**** Data ****
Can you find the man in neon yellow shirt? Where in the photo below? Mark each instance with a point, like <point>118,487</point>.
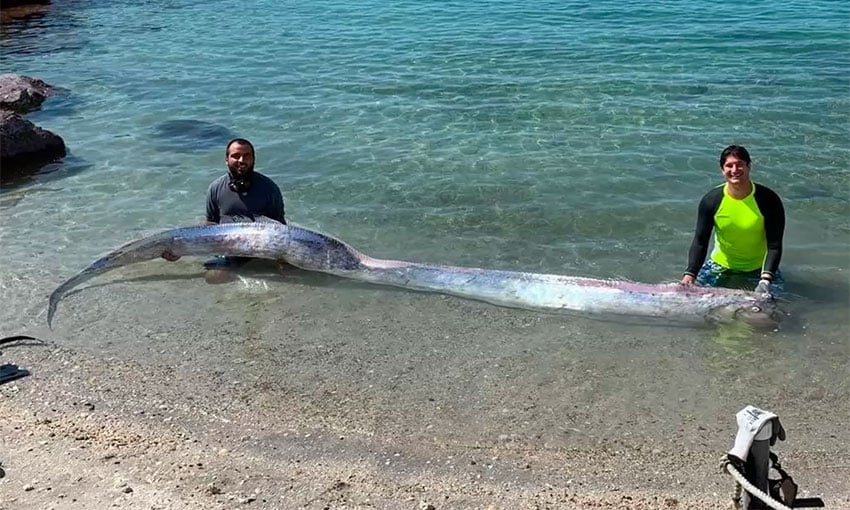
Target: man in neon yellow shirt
<point>748,220</point>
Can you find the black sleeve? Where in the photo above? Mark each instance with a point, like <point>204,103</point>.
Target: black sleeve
<point>771,208</point>
<point>277,208</point>
<point>705,222</point>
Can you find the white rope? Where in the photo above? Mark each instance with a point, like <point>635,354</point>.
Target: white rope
<point>752,489</point>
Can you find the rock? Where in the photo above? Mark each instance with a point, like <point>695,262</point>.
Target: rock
<point>22,94</point>
<point>25,147</point>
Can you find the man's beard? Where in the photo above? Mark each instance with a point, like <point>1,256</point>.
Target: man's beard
<point>240,180</point>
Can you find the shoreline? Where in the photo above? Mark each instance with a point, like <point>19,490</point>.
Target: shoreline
<point>119,417</point>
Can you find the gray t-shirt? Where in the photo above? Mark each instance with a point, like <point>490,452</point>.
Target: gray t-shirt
<point>263,198</point>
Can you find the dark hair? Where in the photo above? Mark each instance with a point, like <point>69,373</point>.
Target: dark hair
<point>239,141</point>
<point>735,150</point>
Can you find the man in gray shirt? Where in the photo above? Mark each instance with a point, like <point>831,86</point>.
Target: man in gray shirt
<point>241,195</point>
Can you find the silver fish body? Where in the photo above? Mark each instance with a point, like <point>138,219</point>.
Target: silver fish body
<point>310,250</point>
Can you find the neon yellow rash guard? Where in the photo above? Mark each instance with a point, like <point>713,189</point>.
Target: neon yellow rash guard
<point>747,233</point>
<point>740,243</point>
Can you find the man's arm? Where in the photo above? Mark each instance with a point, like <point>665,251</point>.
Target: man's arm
<point>702,234</point>
<point>774,228</point>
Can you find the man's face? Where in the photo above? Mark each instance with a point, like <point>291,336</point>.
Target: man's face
<point>240,160</point>
<point>736,170</point>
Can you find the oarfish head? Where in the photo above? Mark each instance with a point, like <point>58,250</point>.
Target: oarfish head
<point>755,309</point>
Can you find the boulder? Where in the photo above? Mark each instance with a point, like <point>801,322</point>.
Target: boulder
<point>25,147</point>
<point>22,94</point>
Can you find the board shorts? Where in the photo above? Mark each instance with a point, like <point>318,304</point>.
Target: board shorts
<point>712,274</point>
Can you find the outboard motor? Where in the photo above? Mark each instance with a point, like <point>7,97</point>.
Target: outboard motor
<point>752,460</point>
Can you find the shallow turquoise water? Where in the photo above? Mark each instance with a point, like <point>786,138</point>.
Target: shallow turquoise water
<point>562,137</point>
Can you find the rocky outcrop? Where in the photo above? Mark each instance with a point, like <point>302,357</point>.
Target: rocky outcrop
<point>22,94</point>
<point>24,147</point>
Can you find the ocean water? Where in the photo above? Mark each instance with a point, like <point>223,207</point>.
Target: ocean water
<point>561,137</point>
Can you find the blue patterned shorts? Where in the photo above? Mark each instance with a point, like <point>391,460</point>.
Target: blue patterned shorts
<point>712,274</point>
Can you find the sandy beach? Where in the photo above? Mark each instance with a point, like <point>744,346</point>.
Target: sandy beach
<point>319,394</point>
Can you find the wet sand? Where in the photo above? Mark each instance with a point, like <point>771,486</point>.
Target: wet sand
<point>315,393</point>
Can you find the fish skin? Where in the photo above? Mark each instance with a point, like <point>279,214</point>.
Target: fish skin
<point>314,251</point>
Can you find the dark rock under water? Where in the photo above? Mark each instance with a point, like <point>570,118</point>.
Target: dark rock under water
<point>190,135</point>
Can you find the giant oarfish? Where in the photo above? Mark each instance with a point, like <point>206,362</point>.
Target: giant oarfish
<point>314,251</point>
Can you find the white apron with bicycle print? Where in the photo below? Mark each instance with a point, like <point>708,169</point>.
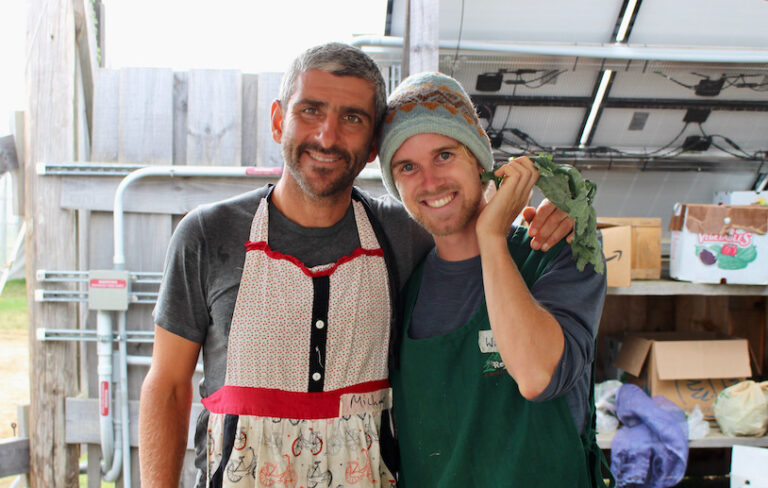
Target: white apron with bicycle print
<point>306,374</point>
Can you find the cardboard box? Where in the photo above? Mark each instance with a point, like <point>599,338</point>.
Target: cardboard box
<point>646,245</point>
<point>719,244</point>
<point>741,198</point>
<point>617,248</point>
<point>687,368</point>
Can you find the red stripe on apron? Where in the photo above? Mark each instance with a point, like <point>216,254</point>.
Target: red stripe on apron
<point>266,402</point>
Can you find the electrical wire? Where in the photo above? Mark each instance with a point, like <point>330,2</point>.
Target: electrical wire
<point>729,81</point>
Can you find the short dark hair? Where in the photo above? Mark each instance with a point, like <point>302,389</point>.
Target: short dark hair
<point>341,60</point>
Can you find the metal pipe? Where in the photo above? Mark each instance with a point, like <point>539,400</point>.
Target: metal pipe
<point>598,51</point>
<point>104,371</point>
<point>124,413</point>
<point>118,261</point>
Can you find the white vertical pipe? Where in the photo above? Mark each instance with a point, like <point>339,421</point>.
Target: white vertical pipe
<point>110,466</point>
<point>118,262</point>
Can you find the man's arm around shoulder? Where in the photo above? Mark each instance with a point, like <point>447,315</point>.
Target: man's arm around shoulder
<point>166,398</point>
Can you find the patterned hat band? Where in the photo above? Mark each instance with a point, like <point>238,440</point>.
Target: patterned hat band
<point>430,103</point>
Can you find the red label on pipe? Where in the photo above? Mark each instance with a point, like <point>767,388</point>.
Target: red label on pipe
<point>104,398</point>
<point>101,283</point>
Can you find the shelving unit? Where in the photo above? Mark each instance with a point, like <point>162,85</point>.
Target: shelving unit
<point>673,287</point>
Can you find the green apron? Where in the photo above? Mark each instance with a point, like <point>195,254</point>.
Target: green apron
<point>460,418</point>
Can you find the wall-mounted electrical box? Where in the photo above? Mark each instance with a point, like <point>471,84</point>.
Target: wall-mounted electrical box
<point>109,289</point>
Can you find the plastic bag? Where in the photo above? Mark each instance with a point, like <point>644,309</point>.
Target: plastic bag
<point>650,449</point>
<point>742,409</point>
<point>605,406</point>
<point>697,426</point>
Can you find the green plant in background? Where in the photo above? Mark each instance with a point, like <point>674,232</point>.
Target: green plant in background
<point>564,186</point>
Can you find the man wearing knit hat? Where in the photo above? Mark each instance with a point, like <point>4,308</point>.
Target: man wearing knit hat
<point>493,381</point>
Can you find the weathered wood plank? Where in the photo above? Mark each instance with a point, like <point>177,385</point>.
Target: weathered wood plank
<point>177,196</point>
<point>250,144</point>
<point>268,152</point>
<point>51,238</point>
<point>14,456</point>
<point>83,114</point>
<point>180,118</point>
<point>146,116</point>
<point>214,118</point>
<point>87,52</point>
<point>82,422</point>
<point>8,159</point>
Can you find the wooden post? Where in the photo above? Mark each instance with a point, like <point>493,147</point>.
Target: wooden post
<point>50,239</point>
<point>422,34</point>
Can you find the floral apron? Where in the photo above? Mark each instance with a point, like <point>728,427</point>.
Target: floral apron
<point>306,377</point>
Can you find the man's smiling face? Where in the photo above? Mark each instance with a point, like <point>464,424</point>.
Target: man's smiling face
<point>438,181</point>
<point>326,131</point>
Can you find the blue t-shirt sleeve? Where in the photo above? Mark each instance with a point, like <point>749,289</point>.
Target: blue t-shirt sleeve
<point>575,298</point>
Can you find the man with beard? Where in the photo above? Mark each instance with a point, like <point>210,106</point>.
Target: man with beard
<point>295,324</point>
<point>493,378</point>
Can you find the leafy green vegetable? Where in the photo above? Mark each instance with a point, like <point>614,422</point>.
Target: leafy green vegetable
<point>564,186</point>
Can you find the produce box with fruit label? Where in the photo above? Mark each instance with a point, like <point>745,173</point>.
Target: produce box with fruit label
<point>719,244</point>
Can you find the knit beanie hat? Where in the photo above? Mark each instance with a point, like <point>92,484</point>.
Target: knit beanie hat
<point>433,103</point>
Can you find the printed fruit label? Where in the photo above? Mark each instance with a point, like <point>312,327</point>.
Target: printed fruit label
<point>726,256</point>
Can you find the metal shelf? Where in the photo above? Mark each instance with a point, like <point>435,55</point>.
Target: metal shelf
<point>673,287</point>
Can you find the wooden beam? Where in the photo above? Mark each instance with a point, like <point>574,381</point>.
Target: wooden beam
<point>214,118</point>
<point>422,35</point>
<point>50,239</point>
<point>14,456</point>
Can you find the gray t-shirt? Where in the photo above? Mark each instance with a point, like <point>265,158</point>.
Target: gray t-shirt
<point>452,291</point>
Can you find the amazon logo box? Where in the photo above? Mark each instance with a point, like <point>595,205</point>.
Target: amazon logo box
<point>632,248</point>
<point>719,244</point>
<point>688,368</point>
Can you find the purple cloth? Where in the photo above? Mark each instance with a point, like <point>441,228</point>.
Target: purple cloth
<point>651,448</point>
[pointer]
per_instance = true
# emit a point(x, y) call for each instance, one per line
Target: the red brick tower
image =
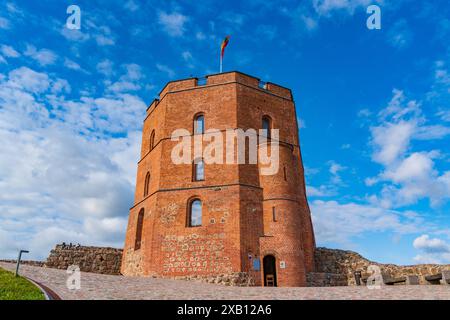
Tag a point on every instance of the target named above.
point(217, 220)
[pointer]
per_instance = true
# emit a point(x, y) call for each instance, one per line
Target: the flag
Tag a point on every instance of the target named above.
point(224, 44)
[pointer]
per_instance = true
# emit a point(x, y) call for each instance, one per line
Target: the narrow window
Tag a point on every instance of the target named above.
point(140, 221)
point(147, 184)
point(195, 213)
point(199, 124)
point(199, 170)
point(152, 140)
point(267, 125)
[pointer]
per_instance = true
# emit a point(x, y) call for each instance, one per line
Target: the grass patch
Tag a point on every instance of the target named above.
point(17, 288)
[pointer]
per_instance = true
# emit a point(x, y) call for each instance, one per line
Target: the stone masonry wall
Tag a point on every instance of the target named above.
point(89, 259)
point(345, 263)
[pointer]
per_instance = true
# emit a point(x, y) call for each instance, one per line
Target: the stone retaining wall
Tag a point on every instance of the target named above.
point(236, 279)
point(27, 262)
point(89, 259)
point(324, 279)
point(345, 263)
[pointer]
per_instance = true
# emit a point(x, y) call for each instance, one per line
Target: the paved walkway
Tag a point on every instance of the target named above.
point(98, 286)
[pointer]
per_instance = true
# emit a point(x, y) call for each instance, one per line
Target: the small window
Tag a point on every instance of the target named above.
point(195, 213)
point(267, 125)
point(147, 184)
point(140, 222)
point(199, 170)
point(152, 140)
point(199, 124)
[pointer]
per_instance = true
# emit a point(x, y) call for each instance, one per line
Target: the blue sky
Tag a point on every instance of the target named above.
point(373, 108)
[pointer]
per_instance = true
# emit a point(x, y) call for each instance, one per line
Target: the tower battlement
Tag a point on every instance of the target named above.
point(225, 78)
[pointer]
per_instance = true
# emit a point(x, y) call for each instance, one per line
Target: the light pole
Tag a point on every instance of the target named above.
point(18, 261)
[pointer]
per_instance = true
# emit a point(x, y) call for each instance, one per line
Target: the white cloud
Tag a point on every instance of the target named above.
point(321, 191)
point(173, 23)
point(43, 56)
point(408, 175)
point(400, 35)
point(71, 64)
point(57, 185)
point(4, 23)
point(131, 5)
point(433, 250)
point(336, 222)
point(74, 34)
point(165, 69)
point(9, 52)
point(335, 168)
point(105, 67)
point(326, 7)
point(187, 56)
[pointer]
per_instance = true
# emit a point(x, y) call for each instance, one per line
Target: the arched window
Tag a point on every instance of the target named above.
point(267, 125)
point(140, 222)
point(198, 173)
point(147, 184)
point(152, 140)
point(195, 213)
point(199, 124)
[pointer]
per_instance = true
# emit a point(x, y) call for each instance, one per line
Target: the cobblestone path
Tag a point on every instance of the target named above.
point(98, 286)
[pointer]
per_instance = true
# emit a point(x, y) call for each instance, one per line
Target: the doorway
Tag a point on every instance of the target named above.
point(270, 271)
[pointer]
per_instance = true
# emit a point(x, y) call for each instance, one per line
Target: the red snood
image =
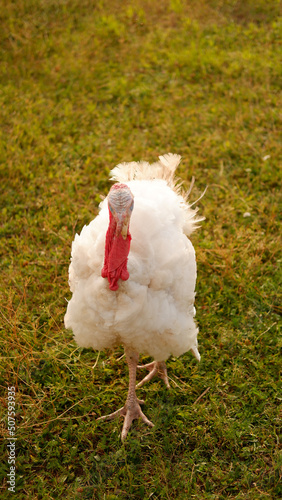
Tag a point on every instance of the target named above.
point(116, 254)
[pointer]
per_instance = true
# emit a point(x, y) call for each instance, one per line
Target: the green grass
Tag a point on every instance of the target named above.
point(85, 85)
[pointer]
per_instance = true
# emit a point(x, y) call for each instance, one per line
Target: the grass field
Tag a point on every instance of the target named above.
point(85, 85)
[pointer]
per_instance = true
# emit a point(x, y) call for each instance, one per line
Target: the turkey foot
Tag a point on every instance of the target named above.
point(131, 410)
point(155, 368)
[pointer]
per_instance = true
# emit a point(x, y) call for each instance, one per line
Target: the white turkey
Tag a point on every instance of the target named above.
point(133, 273)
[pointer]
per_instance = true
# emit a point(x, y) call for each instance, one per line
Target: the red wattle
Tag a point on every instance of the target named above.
point(116, 254)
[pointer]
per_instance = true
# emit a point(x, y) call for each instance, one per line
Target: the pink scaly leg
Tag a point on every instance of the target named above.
point(156, 368)
point(131, 410)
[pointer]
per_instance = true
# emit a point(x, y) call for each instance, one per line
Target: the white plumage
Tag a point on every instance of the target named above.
point(153, 311)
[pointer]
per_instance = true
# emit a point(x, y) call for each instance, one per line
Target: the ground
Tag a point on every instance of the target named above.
point(84, 86)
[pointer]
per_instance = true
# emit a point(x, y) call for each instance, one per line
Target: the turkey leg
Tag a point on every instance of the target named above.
point(131, 410)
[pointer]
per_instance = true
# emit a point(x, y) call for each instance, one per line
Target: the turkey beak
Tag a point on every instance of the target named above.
point(122, 227)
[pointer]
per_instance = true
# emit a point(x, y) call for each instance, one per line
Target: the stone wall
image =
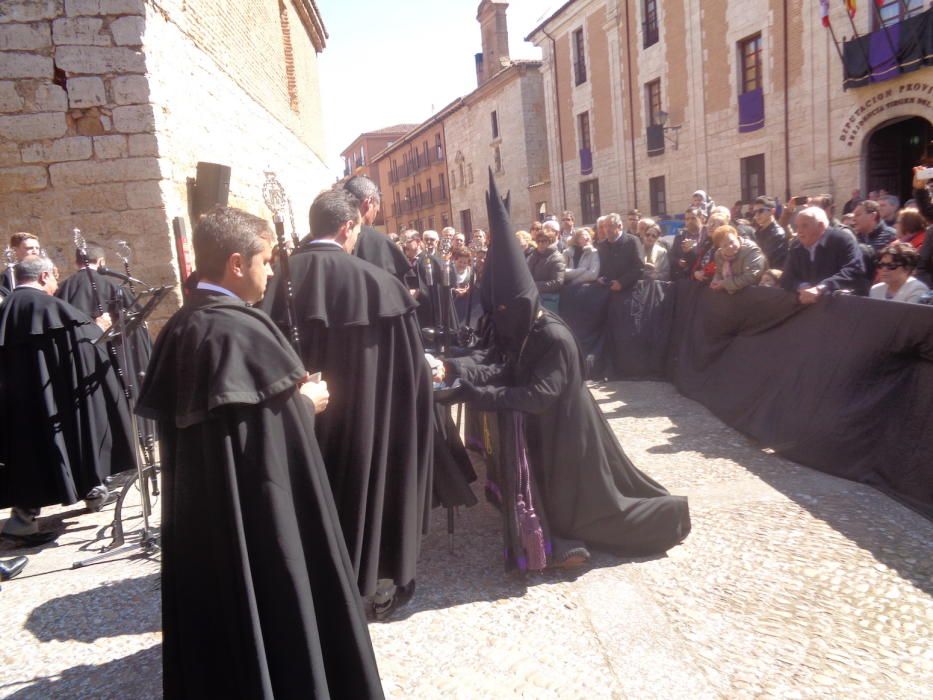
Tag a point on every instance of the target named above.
****
Task prompt: Rewrite the lines of the data starting at the line containing "Can you find the knit" and ending at the line containing "<point>433,103</point>", changing "knit beanie hat" to "wool cap" and keeping everything else the same.

Right answer:
Can you find the wool cap? Where in the photo above? Mark each instance with a point, like <point>92,484</point>.
Target: wool cap
<point>433,103</point>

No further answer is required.